PROVIDED INFORMATION START
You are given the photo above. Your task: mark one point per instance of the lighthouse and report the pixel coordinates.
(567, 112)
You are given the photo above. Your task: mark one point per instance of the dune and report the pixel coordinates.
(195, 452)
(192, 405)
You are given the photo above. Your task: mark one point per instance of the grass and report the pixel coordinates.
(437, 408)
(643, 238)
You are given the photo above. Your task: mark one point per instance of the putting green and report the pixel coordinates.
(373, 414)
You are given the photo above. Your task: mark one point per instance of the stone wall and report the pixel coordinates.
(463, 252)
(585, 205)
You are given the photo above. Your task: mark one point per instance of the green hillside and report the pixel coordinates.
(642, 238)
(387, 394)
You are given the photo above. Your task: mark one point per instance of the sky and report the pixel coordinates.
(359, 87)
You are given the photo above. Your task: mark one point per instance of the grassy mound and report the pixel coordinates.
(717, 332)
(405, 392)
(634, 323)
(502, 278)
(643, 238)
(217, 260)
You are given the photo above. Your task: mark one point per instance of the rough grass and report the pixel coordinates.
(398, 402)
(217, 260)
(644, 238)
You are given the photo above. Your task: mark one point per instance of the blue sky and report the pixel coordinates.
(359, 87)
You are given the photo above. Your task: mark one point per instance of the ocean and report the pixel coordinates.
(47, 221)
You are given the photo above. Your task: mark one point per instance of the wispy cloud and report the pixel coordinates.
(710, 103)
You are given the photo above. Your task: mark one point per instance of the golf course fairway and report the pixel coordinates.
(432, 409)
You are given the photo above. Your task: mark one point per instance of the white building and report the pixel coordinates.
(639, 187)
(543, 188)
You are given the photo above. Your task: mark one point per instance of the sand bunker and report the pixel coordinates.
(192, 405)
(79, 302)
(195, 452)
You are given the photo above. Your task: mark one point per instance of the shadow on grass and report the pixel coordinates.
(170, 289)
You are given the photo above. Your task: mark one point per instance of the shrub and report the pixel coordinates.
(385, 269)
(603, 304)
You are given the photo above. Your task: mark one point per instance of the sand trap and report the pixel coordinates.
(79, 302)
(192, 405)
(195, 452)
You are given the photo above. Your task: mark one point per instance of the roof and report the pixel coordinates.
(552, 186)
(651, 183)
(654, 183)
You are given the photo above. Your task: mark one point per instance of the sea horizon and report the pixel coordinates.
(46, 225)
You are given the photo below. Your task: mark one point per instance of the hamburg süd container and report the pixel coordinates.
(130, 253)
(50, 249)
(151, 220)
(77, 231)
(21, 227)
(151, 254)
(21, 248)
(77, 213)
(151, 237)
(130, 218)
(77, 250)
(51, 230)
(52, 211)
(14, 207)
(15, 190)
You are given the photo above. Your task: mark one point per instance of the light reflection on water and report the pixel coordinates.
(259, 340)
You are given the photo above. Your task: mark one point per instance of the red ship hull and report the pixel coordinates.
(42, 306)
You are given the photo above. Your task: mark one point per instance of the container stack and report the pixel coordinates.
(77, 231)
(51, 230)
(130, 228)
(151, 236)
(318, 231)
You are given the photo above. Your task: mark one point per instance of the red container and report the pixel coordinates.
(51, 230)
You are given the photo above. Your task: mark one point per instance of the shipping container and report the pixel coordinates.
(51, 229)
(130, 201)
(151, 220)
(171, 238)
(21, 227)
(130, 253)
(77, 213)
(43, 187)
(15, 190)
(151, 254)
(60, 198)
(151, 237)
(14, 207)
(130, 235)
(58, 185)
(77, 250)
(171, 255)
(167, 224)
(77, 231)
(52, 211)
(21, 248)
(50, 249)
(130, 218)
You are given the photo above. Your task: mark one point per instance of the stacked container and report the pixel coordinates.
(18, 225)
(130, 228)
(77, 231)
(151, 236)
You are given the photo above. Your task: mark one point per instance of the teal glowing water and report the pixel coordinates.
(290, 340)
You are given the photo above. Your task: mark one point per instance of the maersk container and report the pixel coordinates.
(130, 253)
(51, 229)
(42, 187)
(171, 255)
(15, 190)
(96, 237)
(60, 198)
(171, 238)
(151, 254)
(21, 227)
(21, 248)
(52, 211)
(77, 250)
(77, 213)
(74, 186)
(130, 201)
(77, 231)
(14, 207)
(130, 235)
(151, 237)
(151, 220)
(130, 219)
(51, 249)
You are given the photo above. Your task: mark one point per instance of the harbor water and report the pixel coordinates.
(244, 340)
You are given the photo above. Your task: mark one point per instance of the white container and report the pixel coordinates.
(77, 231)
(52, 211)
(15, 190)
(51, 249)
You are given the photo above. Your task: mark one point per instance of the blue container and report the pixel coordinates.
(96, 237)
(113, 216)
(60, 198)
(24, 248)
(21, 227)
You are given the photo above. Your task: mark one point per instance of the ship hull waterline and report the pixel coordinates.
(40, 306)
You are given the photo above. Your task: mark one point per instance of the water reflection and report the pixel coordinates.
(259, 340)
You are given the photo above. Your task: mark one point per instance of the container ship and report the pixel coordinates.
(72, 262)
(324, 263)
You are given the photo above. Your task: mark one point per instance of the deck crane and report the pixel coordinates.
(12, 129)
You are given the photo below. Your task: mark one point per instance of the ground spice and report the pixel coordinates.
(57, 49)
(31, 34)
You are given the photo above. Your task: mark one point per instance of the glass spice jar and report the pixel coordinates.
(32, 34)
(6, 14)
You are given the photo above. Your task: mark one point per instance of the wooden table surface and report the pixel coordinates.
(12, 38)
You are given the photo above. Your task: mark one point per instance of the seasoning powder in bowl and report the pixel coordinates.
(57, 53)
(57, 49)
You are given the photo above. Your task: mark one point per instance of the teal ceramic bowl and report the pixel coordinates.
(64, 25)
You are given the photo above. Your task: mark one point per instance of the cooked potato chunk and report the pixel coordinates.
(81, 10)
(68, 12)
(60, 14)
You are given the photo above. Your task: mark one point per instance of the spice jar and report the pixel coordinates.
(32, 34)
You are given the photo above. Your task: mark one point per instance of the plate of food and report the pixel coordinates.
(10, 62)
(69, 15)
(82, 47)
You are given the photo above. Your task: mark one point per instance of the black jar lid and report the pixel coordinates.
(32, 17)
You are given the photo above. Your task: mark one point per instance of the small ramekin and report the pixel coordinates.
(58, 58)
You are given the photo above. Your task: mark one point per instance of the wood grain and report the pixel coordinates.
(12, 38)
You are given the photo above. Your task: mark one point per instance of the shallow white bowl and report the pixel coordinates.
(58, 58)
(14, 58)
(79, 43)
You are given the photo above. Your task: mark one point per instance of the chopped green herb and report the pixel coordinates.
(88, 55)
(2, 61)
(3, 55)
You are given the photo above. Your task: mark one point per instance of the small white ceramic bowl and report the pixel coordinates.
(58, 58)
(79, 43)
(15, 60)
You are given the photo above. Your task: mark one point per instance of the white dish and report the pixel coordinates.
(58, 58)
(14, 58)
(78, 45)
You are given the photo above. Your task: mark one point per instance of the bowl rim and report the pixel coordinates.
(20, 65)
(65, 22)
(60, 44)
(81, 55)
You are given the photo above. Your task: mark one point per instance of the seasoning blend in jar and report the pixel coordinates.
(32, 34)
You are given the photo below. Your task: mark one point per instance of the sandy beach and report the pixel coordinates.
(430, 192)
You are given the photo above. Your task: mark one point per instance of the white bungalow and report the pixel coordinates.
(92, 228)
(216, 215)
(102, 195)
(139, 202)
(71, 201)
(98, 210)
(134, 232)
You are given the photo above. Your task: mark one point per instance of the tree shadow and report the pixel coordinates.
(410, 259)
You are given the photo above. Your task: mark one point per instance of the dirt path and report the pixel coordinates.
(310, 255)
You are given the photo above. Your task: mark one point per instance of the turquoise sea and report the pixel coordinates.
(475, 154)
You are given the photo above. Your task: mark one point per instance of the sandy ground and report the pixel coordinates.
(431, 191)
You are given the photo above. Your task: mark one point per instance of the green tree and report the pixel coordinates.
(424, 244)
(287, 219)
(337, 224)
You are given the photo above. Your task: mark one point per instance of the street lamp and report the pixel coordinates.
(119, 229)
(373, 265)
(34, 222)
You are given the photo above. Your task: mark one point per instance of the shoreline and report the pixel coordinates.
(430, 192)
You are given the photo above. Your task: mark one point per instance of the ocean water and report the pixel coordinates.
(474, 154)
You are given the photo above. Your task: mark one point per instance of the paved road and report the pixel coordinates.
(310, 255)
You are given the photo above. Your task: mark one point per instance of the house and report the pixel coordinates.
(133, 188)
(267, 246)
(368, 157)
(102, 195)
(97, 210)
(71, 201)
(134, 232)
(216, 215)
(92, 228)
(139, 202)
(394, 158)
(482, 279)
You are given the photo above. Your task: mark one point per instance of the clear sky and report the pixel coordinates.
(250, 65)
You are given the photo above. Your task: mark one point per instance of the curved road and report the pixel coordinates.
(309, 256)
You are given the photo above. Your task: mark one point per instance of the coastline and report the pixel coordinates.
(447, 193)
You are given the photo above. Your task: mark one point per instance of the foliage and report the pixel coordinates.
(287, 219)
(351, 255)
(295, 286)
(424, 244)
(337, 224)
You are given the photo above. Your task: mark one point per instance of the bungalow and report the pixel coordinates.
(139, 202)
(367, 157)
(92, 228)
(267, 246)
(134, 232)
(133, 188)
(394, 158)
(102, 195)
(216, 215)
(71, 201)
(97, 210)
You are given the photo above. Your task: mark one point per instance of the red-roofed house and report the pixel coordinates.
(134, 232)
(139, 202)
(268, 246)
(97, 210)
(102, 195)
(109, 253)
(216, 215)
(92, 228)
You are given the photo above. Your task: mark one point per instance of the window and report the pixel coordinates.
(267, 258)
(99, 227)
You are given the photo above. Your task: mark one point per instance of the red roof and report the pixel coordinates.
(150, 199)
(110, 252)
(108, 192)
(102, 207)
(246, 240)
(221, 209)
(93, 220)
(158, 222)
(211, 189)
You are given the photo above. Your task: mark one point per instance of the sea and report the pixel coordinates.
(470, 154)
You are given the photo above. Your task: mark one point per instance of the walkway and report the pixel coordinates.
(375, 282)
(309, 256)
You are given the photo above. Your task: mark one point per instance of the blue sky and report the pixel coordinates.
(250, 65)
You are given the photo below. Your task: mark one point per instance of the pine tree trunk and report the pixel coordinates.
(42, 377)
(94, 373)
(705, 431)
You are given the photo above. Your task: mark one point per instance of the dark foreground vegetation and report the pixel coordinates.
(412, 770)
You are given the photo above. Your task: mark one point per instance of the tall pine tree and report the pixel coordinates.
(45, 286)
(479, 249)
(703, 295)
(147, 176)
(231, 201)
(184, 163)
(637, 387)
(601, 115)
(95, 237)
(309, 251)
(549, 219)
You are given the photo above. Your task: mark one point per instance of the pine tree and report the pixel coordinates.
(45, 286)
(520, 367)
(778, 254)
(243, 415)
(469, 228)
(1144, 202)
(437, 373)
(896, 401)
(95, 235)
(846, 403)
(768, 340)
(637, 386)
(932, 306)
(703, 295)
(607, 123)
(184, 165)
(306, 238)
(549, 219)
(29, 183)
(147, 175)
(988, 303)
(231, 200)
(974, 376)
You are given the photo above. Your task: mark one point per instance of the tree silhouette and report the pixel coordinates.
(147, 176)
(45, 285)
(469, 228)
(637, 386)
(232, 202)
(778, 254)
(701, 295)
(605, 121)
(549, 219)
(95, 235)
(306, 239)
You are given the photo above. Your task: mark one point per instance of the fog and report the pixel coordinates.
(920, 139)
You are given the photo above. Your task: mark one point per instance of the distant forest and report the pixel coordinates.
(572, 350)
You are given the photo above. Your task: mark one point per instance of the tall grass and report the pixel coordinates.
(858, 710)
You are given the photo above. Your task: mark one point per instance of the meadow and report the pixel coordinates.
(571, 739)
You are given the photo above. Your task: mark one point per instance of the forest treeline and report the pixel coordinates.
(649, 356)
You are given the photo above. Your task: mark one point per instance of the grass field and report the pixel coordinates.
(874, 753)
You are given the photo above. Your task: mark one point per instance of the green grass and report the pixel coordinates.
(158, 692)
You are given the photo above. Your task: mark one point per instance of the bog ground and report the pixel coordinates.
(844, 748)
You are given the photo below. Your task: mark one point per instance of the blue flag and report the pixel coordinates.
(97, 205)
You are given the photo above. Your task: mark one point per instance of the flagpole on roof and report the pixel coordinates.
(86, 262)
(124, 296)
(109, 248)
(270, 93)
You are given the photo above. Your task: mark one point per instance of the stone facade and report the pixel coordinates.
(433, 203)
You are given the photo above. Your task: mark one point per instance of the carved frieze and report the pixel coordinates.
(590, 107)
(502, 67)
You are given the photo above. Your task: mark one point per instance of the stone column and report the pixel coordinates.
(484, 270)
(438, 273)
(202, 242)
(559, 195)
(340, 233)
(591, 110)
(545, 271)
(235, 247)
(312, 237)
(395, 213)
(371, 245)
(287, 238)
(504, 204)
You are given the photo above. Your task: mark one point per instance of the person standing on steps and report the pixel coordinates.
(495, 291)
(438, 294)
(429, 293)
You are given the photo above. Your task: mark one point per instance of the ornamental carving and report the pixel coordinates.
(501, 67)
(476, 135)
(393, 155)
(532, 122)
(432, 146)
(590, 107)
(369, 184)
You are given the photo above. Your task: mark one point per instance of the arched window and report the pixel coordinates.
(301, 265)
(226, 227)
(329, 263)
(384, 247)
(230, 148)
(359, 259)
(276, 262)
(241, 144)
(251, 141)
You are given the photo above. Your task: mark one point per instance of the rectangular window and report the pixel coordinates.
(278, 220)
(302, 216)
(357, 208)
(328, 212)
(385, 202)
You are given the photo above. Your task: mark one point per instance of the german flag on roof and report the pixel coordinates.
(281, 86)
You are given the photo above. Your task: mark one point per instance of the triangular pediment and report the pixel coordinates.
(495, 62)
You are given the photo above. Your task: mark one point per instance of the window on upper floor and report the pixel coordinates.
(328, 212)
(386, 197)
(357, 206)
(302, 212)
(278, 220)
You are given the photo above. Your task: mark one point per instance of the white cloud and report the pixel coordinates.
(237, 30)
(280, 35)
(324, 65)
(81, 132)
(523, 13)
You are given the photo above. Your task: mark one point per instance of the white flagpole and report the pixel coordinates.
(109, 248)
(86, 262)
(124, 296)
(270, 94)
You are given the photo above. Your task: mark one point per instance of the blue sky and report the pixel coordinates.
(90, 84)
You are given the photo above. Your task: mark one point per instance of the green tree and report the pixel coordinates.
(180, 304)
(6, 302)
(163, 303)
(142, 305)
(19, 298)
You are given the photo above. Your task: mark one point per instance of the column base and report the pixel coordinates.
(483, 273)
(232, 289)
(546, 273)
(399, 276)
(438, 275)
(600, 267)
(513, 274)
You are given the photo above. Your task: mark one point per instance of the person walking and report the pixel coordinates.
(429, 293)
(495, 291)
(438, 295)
PROVIDED INFORMATION END
• WHAT YOU HAVE TO DO
Go to the line with "walking and report the pixel coordinates." and set down that line and every line after it, through the end of the material above, word for word.

• SOLUTION FOR THIS EXERCISE
You are given the photo above. Your task: mark one point per instance of the person walking and report the pixel coordinates.
(429, 293)
(495, 291)
(438, 295)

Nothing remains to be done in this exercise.